#### [OBJECTIVE]
Please pick out every line of the items that contains the word "black", and copy each one. Case counts.

Image entries on named regions:
^^^^^^^^
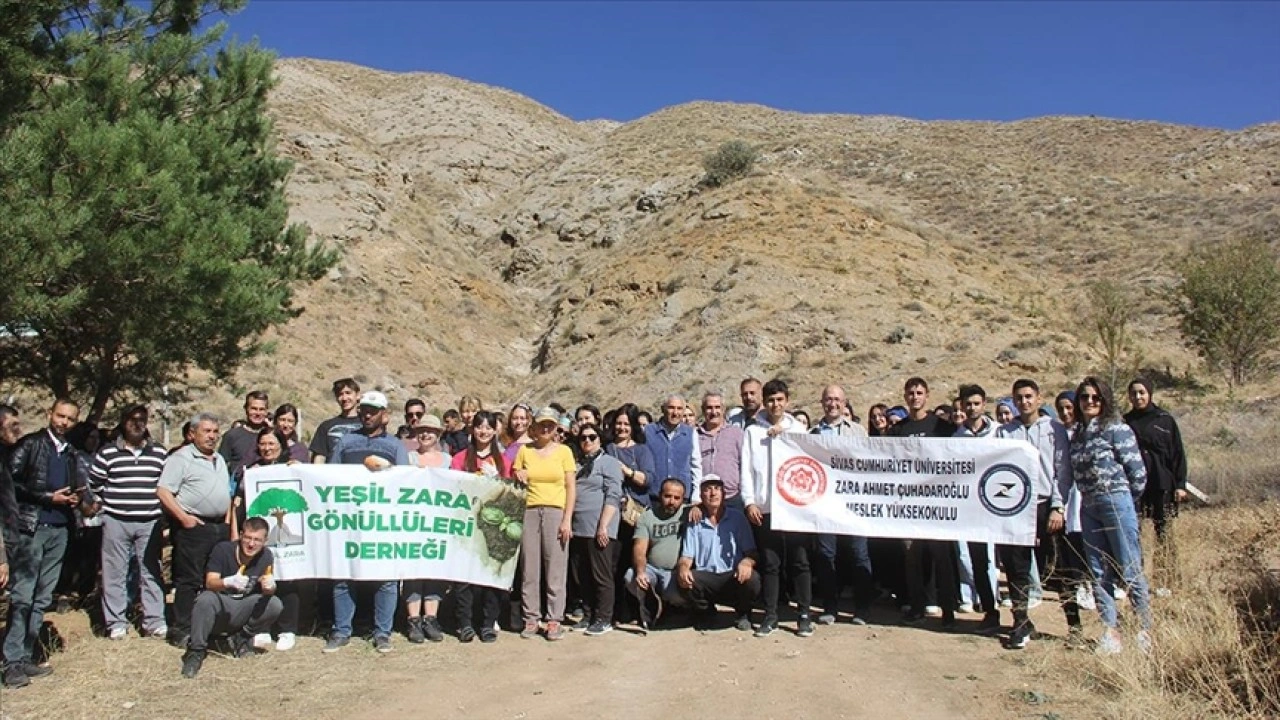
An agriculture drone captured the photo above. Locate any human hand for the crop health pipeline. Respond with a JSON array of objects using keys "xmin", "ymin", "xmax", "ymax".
[{"xmin": 223, "ymin": 573, "xmax": 248, "ymax": 592}]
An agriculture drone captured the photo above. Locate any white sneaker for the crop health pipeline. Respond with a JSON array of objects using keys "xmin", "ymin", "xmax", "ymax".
[{"xmin": 1093, "ymin": 633, "xmax": 1124, "ymax": 655}]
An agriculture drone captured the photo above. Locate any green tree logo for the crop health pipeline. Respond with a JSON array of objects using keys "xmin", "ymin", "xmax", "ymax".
[{"xmin": 248, "ymin": 488, "xmax": 308, "ymax": 546}]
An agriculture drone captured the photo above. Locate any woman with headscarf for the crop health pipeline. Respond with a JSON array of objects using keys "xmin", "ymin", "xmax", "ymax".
[
  {"xmin": 1124, "ymin": 378, "xmax": 1187, "ymax": 542},
  {"xmin": 1071, "ymin": 377, "xmax": 1151, "ymax": 655}
]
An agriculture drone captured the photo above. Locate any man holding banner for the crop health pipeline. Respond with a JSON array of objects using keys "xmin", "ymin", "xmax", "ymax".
[
  {"xmin": 324, "ymin": 391, "xmax": 410, "ymax": 652},
  {"xmin": 741, "ymin": 379, "xmax": 813, "ymax": 638},
  {"xmin": 996, "ymin": 378, "xmax": 1080, "ymax": 650}
]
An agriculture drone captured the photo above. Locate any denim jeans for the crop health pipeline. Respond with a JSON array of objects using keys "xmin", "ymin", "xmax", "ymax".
[
  {"xmin": 4, "ymin": 525, "xmax": 69, "ymax": 665},
  {"xmin": 1080, "ymin": 489, "xmax": 1151, "ymax": 628},
  {"xmin": 333, "ymin": 580, "xmax": 399, "ymax": 638}
]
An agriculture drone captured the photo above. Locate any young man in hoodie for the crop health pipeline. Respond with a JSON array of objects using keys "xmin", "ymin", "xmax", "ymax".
[
  {"xmin": 741, "ymin": 379, "xmax": 813, "ymax": 638},
  {"xmin": 955, "ymin": 384, "xmax": 1000, "ymax": 627},
  {"xmin": 996, "ymin": 378, "xmax": 1080, "ymax": 650}
]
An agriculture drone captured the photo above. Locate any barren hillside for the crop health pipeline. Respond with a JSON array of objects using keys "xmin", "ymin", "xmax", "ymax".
[{"xmin": 212, "ymin": 60, "xmax": 1280, "ymax": 418}]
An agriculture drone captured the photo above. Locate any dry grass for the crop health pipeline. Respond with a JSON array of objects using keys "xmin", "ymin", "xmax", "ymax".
[{"xmin": 1042, "ymin": 502, "xmax": 1280, "ymax": 719}]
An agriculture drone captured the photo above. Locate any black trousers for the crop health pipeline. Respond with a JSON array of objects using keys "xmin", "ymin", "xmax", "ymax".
[
  {"xmin": 169, "ymin": 523, "xmax": 230, "ymax": 634},
  {"xmin": 681, "ymin": 570, "xmax": 760, "ymax": 615},
  {"xmin": 969, "ymin": 542, "xmax": 1000, "ymax": 612},
  {"xmin": 275, "ymin": 580, "xmax": 316, "ymax": 634},
  {"xmin": 753, "ymin": 515, "xmax": 814, "ymax": 621},
  {"xmin": 568, "ymin": 538, "xmax": 621, "ymax": 623},
  {"xmin": 998, "ymin": 500, "xmax": 1049, "ymax": 628},
  {"xmin": 453, "ymin": 583, "xmax": 507, "ymax": 629}
]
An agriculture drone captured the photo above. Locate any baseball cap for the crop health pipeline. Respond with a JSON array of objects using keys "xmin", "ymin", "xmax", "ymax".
[{"xmin": 360, "ymin": 389, "xmax": 387, "ymax": 410}]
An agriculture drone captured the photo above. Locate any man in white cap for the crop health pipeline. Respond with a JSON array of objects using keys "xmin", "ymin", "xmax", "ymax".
[{"xmin": 324, "ymin": 391, "xmax": 410, "ymax": 652}]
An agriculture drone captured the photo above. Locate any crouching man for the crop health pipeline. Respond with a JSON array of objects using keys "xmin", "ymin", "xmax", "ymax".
[
  {"xmin": 676, "ymin": 475, "xmax": 760, "ymax": 630},
  {"xmin": 182, "ymin": 518, "xmax": 284, "ymax": 678}
]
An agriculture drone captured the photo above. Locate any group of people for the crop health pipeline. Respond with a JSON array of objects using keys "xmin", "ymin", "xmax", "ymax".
[{"xmin": 0, "ymin": 368, "xmax": 1187, "ymax": 688}]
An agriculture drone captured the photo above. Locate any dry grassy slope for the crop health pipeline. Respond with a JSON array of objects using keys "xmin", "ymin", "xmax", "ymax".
[{"xmin": 199, "ymin": 60, "xmax": 1280, "ymax": 422}]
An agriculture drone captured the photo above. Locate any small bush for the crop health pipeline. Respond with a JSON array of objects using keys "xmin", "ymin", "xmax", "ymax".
[{"xmin": 703, "ymin": 140, "xmax": 760, "ymax": 187}]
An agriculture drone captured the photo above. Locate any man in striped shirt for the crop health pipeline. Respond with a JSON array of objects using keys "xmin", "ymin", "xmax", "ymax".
[{"xmin": 90, "ymin": 405, "xmax": 168, "ymax": 641}]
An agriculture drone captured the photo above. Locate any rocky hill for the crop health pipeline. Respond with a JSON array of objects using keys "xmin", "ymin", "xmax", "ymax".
[{"xmin": 218, "ymin": 59, "xmax": 1280, "ymax": 418}]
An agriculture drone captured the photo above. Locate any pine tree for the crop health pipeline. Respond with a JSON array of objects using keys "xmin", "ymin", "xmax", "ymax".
[{"xmin": 0, "ymin": 0, "xmax": 337, "ymax": 419}]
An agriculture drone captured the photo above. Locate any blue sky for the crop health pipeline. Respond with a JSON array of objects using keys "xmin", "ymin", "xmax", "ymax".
[{"xmin": 220, "ymin": 0, "xmax": 1280, "ymax": 128}]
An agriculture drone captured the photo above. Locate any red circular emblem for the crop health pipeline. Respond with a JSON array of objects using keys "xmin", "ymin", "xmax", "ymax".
[{"xmin": 778, "ymin": 456, "xmax": 827, "ymax": 506}]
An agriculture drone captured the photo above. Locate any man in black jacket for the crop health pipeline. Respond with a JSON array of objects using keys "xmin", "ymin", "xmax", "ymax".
[
  {"xmin": 4, "ymin": 398, "xmax": 95, "ymax": 688},
  {"xmin": 1124, "ymin": 378, "xmax": 1187, "ymax": 542}
]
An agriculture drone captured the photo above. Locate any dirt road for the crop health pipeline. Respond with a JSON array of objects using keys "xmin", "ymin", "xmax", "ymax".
[{"xmin": 0, "ymin": 602, "xmax": 1088, "ymax": 720}]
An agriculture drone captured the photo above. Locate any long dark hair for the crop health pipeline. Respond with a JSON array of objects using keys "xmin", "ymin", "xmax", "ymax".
[
  {"xmin": 253, "ymin": 425, "xmax": 289, "ymax": 465},
  {"xmin": 462, "ymin": 410, "xmax": 511, "ymax": 478},
  {"xmin": 609, "ymin": 402, "xmax": 645, "ymax": 445},
  {"xmin": 1073, "ymin": 375, "xmax": 1120, "ymax": 442}
]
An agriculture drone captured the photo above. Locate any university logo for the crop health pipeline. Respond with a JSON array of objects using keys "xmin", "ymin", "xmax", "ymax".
[
  {"xmin": 777, "ymin": 455, "xmax": 827, "ymax": 507},
  {"xmin": 978, "ymin": 462, "xmax": 1032, "ymax": 518}
]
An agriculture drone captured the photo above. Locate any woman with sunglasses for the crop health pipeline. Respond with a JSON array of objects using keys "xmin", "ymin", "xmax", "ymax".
[
  {"xmin": 273, "ymin": 402, "xmax": 311, "ymax": 462},
  {"xmin": 1071, "ymin": 377, "xmax": 1151, "ymax": 655},
  {"xmin": 450, "ymin": 410, "xmax": 511, "ymax": 643},
  {"xmin": 513, "ymin": 407, "xmax": 577, "ymax": 641},
  {"xmin": 568, "ymin": 423, "xmax": 622, "ymax": 635},
  {"xmin": 408, "ymin": 415, "xmax": 453, "ymax": 468}
]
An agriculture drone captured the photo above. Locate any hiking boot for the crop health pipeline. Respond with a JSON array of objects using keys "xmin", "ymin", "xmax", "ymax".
[
  {"xmin": 182, "ymin": 650, "xmax": 205, "ymax": 680},
  {"xmin": 320, "ymin": 635, "xmax": 351, "ymax": 652},
  {"xmin": 978, "ymin": 612, "xmax": 1000, "ymax": 638},
  {"xmin": 404, "ymin": 618, "xmax": 426, "ymax": 644},
  {"xmin": 422, "ymin": 615, "xmax": 444, "ymax": 643},
  {"xmin": 227, "ymin": 633, "xmax": 256, "ymax": 660},
  {"xmin": 4, "ymin": 662, "xmax": 31, "ymax": 688}
]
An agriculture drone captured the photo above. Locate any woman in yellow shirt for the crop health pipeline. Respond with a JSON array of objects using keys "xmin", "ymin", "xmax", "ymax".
[{"xmin": 513, "ymin": 407, "xmax": 577, "ymax": 641}]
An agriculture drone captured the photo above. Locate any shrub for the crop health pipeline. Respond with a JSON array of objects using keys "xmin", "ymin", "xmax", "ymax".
[
  {"xmin": 1176, "ymin": 234, "xmax": 1280, "ymax": 387},
  {"xmin": 703, "ymin": 140, "xmax": 760, "ymax": 187}
]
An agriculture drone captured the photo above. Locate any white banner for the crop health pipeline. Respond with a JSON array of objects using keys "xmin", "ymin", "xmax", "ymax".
[
  {"xmin": 244, "ymin": 465, "xmax": 525, "ymax": 588},
  {"xmin": 772, "ymin": 433, "xmax": 1039, "ymax": 544}
]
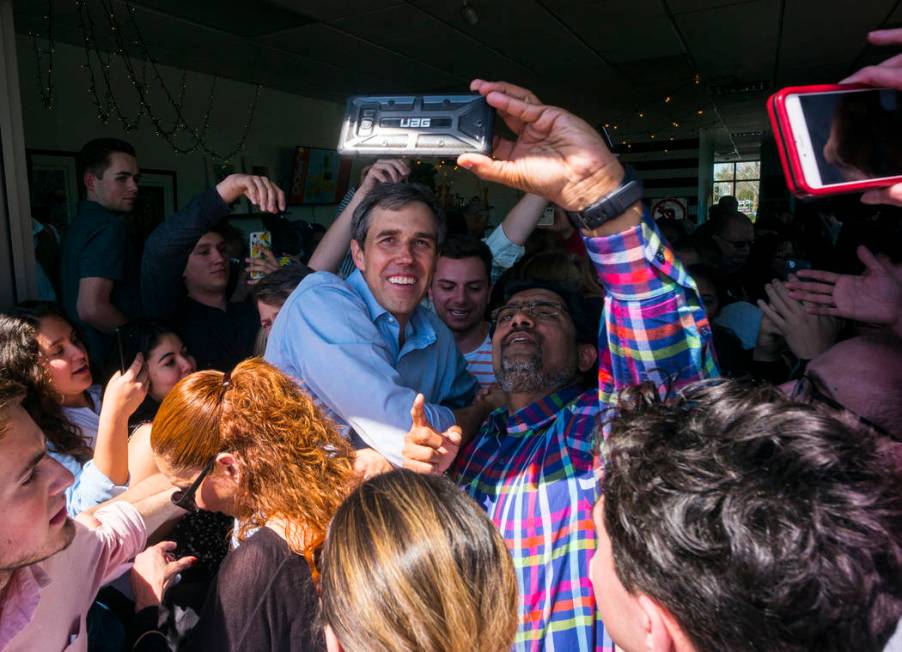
^^^^^^^^
#### [SOLUTION]
An agriculture drone captured the photo above. Locate any black trousers for the crop health pipeline. Respond with a JSON array of objects using keys "xmin", "ymin", "xmax", "ymax".
An agriculture drone captured the photo above. Locate any man in black jacket for the crop health pipeline. Respond with a JSON array of objects using keys "xmin", "ymin", "xmax", "ymax".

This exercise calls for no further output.